§ Work to complete: Begin the copy at the line that contains "Locate the patient lying", end it at the last line of the entries below, keep every word exact, and include no pictures.

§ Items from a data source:
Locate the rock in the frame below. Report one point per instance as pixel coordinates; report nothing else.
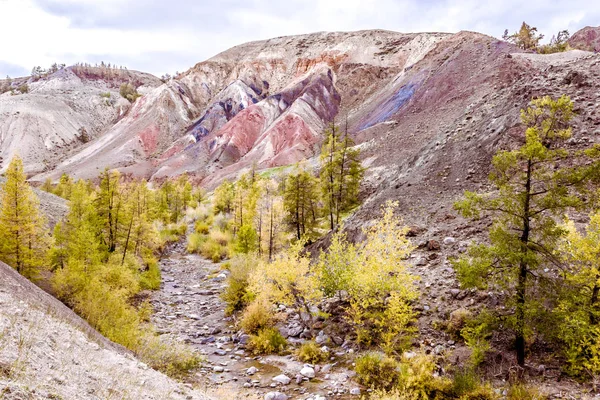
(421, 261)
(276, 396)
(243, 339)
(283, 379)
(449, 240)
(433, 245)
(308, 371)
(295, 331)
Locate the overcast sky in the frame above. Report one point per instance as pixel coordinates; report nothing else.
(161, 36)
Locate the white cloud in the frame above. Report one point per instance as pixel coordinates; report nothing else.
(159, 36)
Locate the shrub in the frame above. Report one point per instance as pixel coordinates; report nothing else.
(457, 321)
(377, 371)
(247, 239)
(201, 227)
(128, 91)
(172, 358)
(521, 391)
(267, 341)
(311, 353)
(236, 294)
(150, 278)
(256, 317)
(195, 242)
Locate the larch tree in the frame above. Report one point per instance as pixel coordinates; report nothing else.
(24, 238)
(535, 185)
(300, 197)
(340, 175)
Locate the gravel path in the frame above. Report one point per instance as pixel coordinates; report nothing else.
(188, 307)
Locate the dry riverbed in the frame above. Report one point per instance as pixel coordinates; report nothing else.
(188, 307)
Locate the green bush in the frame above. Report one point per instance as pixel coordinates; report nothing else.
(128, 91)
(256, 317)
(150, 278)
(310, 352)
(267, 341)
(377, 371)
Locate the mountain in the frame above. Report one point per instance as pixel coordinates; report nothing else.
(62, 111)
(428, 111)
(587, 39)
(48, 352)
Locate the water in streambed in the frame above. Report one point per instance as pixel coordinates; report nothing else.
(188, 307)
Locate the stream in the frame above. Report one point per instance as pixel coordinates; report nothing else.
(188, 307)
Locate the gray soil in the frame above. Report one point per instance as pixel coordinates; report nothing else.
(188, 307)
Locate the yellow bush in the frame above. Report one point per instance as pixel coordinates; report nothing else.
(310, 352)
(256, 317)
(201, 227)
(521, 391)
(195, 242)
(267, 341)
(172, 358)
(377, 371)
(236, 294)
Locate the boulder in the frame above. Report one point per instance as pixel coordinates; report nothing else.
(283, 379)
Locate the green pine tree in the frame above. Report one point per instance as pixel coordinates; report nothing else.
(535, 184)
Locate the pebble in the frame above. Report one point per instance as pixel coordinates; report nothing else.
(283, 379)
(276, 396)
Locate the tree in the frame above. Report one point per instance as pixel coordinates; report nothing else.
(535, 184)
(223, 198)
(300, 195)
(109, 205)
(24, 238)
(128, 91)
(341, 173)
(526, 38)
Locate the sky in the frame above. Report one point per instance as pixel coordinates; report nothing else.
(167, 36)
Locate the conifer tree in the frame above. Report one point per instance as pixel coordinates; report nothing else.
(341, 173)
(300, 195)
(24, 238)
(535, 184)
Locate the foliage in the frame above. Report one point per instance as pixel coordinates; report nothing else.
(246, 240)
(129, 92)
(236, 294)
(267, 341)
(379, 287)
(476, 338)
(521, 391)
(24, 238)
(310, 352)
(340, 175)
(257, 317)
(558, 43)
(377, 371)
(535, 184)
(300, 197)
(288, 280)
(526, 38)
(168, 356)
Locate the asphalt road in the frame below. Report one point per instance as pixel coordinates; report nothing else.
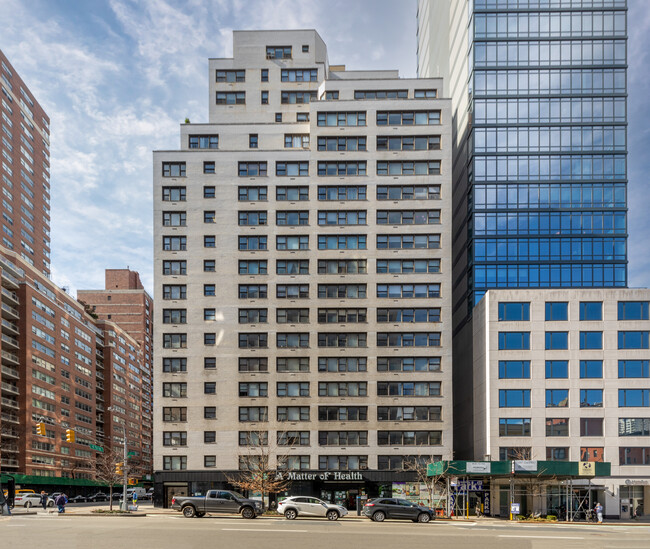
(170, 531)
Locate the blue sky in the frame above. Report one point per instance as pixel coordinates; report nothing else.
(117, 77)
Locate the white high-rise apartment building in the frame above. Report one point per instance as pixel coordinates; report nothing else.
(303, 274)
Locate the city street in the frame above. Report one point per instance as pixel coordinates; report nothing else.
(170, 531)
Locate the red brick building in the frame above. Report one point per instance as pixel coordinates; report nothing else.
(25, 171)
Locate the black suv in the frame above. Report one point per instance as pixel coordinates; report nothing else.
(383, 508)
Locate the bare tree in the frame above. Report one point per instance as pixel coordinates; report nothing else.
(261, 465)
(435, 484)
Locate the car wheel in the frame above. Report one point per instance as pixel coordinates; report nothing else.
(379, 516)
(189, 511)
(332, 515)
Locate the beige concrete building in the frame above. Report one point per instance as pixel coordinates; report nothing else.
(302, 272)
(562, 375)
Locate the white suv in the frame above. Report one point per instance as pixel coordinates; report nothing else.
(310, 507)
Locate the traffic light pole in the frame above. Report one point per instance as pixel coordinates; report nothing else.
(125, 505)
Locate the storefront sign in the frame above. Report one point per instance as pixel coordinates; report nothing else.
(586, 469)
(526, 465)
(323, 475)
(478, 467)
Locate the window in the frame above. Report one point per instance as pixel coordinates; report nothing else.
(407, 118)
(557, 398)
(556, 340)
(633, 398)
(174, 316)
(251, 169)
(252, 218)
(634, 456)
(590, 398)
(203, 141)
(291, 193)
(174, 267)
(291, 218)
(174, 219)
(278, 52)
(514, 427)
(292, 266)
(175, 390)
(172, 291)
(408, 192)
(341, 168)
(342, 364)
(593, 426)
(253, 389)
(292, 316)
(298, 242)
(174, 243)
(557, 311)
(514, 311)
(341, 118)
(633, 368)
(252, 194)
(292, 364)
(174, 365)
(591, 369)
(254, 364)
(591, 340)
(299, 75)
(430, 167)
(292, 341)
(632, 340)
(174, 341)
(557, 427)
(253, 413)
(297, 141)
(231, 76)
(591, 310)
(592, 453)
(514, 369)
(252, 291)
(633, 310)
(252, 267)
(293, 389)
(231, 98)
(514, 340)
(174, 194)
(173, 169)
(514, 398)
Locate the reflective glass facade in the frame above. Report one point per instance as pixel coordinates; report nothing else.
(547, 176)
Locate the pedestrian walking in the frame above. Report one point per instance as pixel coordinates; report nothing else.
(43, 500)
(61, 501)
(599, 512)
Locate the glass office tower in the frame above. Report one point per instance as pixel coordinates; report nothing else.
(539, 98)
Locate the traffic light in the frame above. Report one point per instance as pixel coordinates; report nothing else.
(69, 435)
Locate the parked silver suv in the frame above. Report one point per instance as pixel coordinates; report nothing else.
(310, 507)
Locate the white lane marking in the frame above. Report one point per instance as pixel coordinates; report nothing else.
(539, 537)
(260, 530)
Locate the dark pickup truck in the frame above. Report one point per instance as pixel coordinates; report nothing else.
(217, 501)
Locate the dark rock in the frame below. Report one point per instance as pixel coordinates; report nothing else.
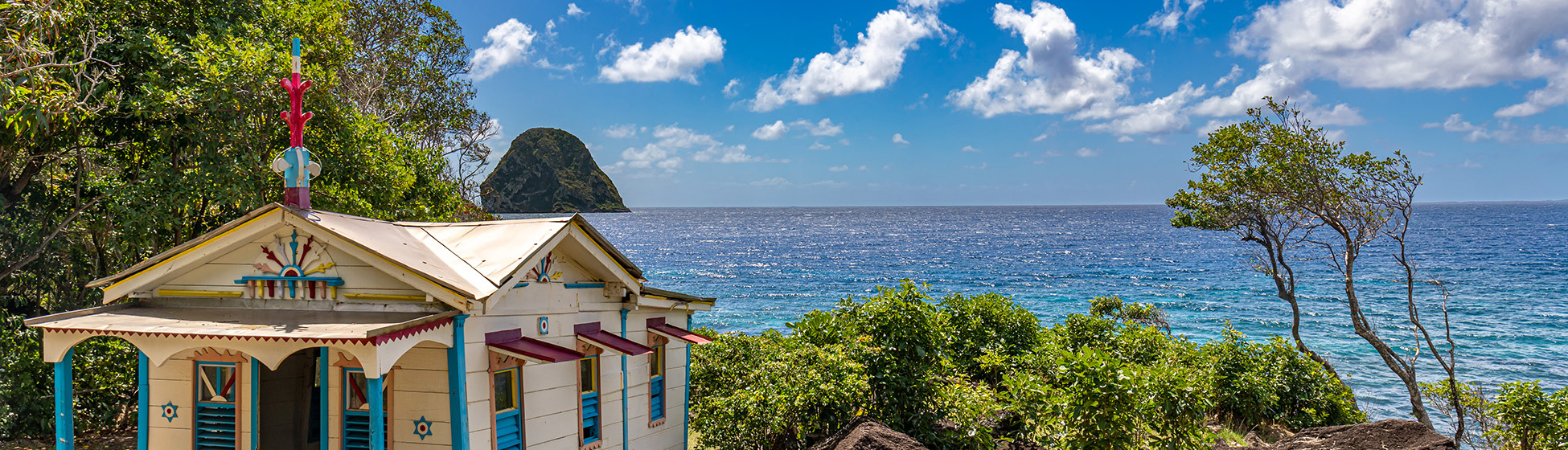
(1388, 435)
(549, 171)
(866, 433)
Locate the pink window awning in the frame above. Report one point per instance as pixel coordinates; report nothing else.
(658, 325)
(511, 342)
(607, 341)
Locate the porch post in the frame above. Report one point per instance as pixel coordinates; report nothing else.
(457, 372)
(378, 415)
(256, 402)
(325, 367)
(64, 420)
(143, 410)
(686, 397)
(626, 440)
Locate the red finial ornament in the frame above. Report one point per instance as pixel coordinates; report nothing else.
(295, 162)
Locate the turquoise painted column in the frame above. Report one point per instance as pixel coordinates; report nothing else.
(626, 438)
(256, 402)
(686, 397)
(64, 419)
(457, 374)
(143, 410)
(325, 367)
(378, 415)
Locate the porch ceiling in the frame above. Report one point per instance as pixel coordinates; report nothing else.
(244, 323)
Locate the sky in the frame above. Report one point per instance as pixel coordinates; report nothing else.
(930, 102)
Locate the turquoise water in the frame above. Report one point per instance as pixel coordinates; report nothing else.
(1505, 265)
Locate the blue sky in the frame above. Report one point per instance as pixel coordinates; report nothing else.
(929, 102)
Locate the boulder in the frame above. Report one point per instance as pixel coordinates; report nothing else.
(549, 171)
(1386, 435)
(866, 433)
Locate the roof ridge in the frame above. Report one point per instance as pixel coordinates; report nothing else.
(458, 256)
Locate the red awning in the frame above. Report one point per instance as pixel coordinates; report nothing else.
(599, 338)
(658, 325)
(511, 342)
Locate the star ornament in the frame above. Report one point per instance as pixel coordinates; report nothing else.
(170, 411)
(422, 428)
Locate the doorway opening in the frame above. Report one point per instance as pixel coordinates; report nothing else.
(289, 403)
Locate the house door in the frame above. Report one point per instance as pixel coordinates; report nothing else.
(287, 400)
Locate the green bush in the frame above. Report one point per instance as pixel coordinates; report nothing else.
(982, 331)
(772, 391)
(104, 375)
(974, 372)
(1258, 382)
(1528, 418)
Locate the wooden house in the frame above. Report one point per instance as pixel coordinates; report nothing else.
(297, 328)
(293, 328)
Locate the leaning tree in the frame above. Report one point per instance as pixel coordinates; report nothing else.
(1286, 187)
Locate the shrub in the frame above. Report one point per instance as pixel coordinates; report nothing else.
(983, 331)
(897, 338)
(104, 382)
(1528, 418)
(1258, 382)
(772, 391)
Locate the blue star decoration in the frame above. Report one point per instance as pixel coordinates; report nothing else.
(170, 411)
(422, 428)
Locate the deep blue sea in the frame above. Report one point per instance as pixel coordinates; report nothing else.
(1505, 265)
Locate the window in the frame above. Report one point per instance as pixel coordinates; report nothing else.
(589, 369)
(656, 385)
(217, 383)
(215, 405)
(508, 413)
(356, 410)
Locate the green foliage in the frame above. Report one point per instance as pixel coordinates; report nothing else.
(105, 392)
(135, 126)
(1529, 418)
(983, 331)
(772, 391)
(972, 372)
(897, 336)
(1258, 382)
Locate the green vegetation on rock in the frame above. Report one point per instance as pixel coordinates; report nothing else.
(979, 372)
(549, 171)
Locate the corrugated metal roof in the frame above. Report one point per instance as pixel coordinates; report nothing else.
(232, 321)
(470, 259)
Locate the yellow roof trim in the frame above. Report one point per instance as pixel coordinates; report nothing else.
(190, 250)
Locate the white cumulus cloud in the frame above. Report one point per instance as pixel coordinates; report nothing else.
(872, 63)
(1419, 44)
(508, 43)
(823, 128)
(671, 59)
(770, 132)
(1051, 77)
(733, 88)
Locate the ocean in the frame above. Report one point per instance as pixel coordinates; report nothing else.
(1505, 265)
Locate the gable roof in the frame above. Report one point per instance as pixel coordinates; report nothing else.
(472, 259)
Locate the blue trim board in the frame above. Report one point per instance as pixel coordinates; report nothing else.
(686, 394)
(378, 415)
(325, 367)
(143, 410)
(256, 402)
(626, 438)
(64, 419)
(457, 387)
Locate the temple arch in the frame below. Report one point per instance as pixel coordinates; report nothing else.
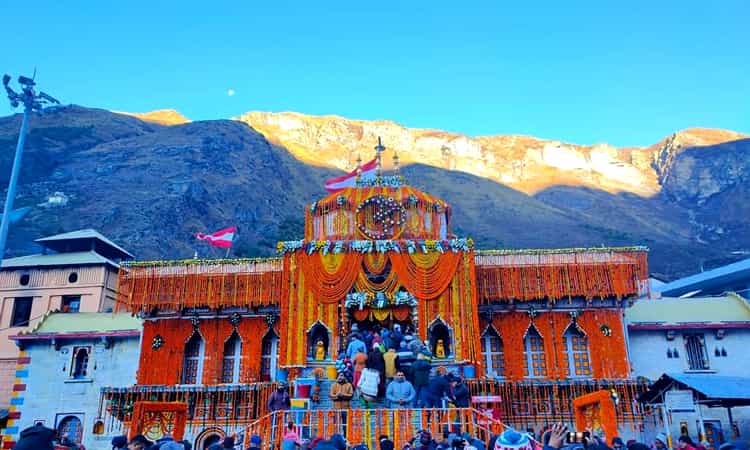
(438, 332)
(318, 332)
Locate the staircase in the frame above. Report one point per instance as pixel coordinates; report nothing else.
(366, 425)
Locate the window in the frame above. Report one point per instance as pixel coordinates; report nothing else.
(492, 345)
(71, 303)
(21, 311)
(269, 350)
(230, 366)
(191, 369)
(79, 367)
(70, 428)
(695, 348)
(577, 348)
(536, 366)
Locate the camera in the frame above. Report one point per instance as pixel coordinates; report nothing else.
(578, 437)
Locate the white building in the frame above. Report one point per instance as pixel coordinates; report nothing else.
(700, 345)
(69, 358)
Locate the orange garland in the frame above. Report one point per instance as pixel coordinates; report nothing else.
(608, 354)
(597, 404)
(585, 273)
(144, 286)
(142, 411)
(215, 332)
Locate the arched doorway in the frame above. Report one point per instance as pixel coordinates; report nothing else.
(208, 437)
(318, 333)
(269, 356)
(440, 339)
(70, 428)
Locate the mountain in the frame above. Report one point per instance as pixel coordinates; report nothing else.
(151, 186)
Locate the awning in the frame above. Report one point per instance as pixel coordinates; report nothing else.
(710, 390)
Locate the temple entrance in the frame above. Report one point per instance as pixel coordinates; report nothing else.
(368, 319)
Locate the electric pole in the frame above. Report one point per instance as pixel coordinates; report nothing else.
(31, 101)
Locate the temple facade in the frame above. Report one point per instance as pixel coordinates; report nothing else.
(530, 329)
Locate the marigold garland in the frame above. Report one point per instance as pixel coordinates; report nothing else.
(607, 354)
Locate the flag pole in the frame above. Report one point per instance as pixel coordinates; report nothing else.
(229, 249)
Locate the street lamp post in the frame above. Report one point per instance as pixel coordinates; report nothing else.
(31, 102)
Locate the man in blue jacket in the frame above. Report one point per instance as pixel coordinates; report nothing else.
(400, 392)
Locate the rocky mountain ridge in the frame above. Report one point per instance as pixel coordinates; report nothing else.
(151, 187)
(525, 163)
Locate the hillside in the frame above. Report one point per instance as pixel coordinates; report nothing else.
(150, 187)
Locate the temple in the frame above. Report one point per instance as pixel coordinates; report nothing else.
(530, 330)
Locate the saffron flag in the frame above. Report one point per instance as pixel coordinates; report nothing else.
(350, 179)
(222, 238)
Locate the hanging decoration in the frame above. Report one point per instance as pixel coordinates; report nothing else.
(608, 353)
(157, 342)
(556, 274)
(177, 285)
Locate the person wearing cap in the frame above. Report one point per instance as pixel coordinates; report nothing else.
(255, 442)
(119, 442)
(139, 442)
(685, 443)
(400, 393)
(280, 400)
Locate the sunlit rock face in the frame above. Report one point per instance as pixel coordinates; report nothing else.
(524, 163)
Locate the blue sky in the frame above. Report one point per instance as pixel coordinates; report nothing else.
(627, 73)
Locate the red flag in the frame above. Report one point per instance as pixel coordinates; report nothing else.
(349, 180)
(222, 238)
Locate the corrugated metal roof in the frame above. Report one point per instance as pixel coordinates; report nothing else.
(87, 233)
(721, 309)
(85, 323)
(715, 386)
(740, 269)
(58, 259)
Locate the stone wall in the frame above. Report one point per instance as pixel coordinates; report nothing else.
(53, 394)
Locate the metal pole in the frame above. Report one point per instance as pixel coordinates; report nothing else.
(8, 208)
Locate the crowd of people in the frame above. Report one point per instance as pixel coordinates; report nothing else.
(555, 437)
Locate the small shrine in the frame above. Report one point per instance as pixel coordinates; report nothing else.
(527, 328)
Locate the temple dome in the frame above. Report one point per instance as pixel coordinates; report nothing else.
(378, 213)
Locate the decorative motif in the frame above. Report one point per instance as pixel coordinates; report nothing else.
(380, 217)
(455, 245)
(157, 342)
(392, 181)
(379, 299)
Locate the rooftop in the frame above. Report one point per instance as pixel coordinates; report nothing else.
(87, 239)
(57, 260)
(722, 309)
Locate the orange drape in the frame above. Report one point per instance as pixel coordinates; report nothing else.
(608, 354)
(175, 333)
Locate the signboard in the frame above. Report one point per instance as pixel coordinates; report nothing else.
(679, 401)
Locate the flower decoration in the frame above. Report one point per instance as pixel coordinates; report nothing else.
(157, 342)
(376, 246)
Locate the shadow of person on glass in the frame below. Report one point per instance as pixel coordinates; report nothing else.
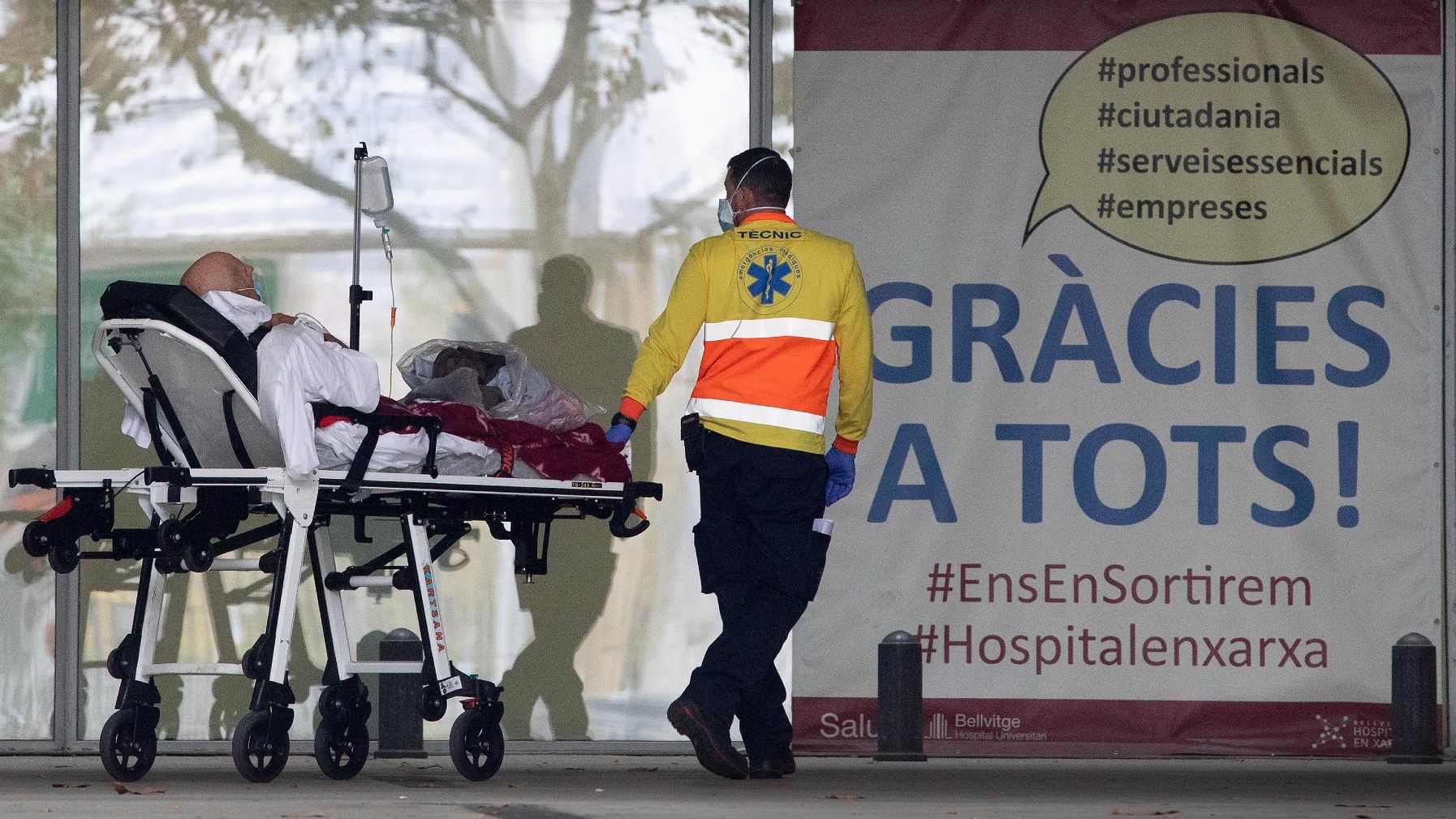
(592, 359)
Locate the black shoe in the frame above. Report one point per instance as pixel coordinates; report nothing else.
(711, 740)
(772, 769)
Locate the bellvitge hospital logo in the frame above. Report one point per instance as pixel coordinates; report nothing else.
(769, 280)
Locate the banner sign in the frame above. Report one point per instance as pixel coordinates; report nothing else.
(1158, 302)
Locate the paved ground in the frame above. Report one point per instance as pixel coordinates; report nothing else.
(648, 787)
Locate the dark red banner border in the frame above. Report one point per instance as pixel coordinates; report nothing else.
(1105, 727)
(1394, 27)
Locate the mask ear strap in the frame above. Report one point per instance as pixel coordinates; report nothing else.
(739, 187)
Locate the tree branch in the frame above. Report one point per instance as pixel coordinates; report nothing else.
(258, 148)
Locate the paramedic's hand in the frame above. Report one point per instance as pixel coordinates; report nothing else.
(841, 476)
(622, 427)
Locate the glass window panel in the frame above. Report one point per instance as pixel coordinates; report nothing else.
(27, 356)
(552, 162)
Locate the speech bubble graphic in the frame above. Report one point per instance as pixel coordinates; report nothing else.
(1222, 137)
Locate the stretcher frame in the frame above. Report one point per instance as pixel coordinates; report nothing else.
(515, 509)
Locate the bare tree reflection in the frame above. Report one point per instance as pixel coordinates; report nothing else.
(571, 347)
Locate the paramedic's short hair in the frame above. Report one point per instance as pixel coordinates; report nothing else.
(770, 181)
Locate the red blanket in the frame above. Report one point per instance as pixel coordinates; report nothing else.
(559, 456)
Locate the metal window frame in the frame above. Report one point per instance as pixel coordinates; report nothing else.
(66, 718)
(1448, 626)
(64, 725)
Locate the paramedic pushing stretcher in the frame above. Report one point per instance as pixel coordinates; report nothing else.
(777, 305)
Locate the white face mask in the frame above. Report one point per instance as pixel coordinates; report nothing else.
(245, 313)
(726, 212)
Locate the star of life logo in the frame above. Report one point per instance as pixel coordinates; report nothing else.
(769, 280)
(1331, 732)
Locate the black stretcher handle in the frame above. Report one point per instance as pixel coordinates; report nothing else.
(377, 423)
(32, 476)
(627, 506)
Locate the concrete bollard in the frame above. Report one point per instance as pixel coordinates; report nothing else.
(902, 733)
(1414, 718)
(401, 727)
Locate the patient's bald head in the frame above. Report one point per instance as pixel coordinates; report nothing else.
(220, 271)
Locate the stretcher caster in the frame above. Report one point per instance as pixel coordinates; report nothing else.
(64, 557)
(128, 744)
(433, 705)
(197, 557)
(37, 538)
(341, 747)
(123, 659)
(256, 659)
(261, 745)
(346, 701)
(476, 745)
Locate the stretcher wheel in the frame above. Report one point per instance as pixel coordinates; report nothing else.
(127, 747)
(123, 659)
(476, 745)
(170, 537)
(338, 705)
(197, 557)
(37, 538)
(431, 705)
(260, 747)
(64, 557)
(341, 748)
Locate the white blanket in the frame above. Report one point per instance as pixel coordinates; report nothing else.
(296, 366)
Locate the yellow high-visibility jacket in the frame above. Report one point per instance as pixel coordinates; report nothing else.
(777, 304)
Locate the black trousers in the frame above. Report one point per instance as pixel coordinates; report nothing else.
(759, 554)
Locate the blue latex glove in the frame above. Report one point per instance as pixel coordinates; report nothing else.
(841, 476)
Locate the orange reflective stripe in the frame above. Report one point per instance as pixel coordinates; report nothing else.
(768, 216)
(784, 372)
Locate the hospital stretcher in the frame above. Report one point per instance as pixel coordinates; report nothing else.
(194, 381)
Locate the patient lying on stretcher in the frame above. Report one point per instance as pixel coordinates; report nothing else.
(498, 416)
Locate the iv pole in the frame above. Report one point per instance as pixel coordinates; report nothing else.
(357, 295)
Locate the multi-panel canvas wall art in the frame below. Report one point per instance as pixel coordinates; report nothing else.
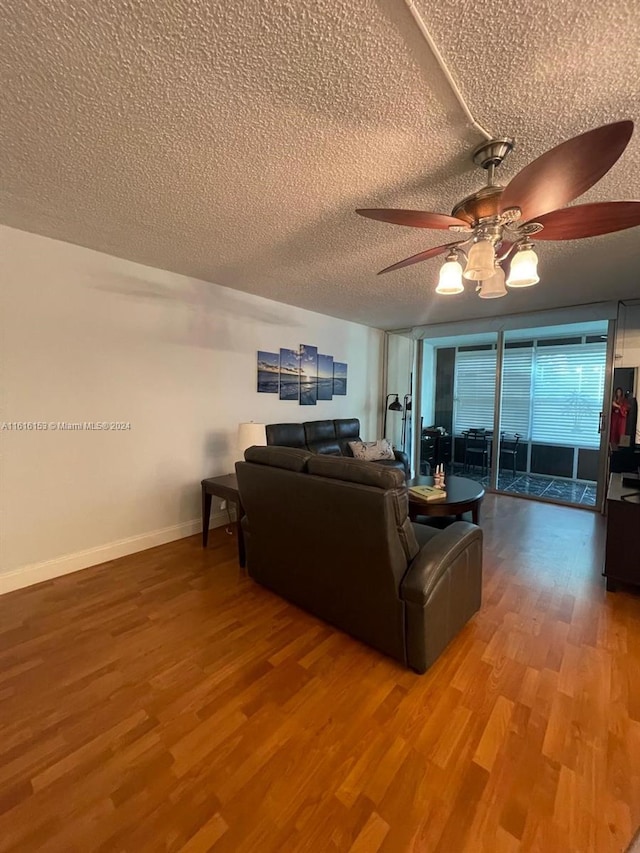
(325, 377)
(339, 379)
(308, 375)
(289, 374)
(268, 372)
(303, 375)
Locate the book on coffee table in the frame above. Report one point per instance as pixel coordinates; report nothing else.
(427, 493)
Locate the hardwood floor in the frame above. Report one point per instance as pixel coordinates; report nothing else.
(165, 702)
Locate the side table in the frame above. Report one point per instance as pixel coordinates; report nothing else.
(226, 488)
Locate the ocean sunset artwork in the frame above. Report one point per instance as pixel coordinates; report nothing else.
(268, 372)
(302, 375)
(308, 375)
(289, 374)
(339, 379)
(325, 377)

§ Task answer:
Locate the patient lying on stretcher in the frame above. Report one point per instance as pixel coordinates; report nothing else.
(498, 416)
Locate the iv pole in the frame above. Report one point per instance as pixel coordinates; report nothing else.
(357, 295)
Locate the multi-panel canvas wall art in the frame below. Report one point per instance as pixel coordinates; report nothing else.
(325, 377)
(339, 379)
(308, 375)
(289, 374)
(268, 372)
(303, 375)
Locate the book on coffee table in the frame above. Report one point per instance as pixel coordinates; report nothing else.
(427, 493)
Locate the hardwood floor in the frame above. Report one point per instance as pixel coordinates; report nothing else.
(165, 702)
Locate the side table in the frame above. Report one point per instance as pixel coordinates; report nothing else.
(226, 488)
Locate the ocean sunset artwork in the frame above. Report one point per instance as pixel coordinates; report nothing else.
(268, 372)
(302, 375)
(308, 375)
(289, 374)
(339, 379)
(325, 377)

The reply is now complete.